**Problem to solve**
Write out every entry word for word.

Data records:
[START]
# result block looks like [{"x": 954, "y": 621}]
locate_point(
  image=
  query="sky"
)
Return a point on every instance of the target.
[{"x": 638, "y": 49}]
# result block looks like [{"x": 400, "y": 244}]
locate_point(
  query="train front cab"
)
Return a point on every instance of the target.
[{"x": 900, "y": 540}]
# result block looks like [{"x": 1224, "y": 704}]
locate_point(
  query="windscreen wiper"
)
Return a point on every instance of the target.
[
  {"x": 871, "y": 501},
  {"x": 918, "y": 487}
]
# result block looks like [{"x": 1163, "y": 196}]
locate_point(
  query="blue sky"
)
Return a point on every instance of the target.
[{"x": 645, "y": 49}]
[END]
**Answer in full**
# result block looks like [{"x": 954, "y": 621}]
locate_point(
  image=
  query="sky"
)
Return a point on every instance of the target.
[{"x": 638, "y": 49}]
# result block looks like [{"x": 400, "y": 244}]
locate_point(
  query="train front cab"
)
Return a point on every instance of the target.
[{"x": 900, "y": 540}]
# result block looks like [{"x": 1224, "y": 704}]
locate_point(
  query="windscreen wiper"
)
Return a point on every instance of the target.
[
  {"x": 871, "y": 501},
  {"x": 918, "y": 487}
]
# result block looks like [{"x": 1163, "y": 196}]
locate_point(
  query="blue sky"
)
Return a point on every instance of the target.
[{"x": 645, "y": 49}]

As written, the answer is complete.